▸ **Exercise requirements**: Exactly the lines from the first line of the records to the line holding "Target: night sky" should be duplicated, and nothing more; pictures stay out.

☆ ☆ ☆ ☆ ☆ ☆ ☆

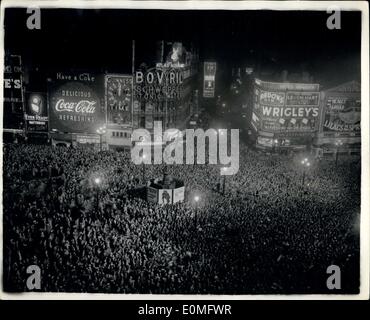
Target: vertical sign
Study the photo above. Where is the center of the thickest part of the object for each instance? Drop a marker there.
(209, 79)
(36, 114)
(118, 95)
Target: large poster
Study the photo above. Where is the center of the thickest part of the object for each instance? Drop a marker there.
(165, 196)
(178, 194)
(118, 95)
(152, 194)
(36, 114)
(342, 115)
(75, 103)
(285, 111)
(209, 81)
(13, 94)
(158, 85)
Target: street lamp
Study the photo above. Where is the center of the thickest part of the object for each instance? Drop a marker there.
(306, 164)
(338, 144)
(100, 132)
(196, 199)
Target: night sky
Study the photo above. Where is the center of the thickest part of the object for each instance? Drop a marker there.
(101, 39)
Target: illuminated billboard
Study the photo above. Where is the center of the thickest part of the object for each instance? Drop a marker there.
(118, 98)
(285, 108)
(36, 115)
(209, 81)
(75, 103)
(342, 115)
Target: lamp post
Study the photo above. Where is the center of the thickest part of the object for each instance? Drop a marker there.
(306, 164)
(100, 132)
(97, 184)
(338, 144)
(196, 199)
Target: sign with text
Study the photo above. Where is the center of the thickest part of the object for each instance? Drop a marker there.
(75, 103)
(209, 81)
(118, 98)
(13, 86)
(342, 115)
(158, 84)
(36, 112)
(285, 111)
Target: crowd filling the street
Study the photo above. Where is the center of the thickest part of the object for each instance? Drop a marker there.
(80, 215)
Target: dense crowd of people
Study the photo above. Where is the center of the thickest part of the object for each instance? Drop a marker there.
(269, 232)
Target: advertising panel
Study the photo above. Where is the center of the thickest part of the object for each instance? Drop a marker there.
(209, 81)
(342, 115)
(149, 122)
(165, 196)
(75, 103)
(13, 86)
(152, 194)
(302, 98)
(285, 111)
(178, 194)
(158, 84)
(118, 98)
(36, 112)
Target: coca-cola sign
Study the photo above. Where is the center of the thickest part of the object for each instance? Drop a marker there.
(75, 107)
(83, 106)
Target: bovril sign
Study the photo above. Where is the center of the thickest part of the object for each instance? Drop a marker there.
(75, 107)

☆ ☆ ☆ ☆ ☆ ☆ ☆

▸ **Answer section**:
Target: vertical sign
Study the photo above. Where is the center of the thickest part of the object for each instance? Drop a marker there.
(209, 79)
(36, 114)
(118, 95)
Target: large poster
Study the photo above. Where is the center of the thickest part of the object for each instance? Drop a marker there.
(165, 196)
(178, 194)
(118, 95)
(152, 194)
(36, 114)
(342, 115)
(75, 103)
(285, 111)
(209, 81)
(13, 94)
(158, 85)
Target: street lamp
Study the photo above. Where is the center of the thickest part of the object for each instance? Drop a marker there.
(306, 164)
(338, 144)
(100, 132)
(196, 199)
Target: night sky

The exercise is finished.